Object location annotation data
:::::

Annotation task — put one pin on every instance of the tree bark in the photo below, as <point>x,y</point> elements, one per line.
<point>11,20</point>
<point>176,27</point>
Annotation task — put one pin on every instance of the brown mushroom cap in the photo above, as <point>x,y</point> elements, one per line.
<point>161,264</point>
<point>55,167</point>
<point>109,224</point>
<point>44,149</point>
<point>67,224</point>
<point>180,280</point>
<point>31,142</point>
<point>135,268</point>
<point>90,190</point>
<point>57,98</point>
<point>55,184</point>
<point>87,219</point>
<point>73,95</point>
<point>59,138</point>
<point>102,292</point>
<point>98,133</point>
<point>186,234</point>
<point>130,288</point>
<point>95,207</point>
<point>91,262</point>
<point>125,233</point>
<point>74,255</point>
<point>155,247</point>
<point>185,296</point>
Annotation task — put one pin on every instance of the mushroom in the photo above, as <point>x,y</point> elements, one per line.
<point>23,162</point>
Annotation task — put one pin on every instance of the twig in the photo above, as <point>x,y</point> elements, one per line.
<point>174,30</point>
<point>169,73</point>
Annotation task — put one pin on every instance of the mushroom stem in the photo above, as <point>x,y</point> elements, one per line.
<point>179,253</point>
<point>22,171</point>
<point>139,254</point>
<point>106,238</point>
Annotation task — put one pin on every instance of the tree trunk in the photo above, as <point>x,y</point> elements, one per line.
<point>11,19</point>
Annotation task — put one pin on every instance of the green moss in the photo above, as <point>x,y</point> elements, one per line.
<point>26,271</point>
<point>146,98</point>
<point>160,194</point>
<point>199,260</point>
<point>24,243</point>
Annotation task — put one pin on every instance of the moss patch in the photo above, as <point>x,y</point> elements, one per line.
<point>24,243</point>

:::::

EXERCISE INSTRUCTIONS. Find "the tree trunk" in the data above, then repeat that line and all lines after it exactly, ending with the final line.

FINAL ANSWER.
Annotation task — put one pin on every instance of the tree trunk in the photo above, as <point>x,y</point> elements, one per line.
<point>11,19</point>
Annotation task — put one pin on every instance of the green moss in the photo above, as <point>x,y</point> elements, one per line.
<point>26,271</point>
<point>146,98</point>
<point>160,194</point>
<point>199,260</point>
<point>24,243</point>
Annotation task — put one pin on every instance of the moss patch in the photo above, as <point>x,y</point> elements, one per line.
<point>24,243</point>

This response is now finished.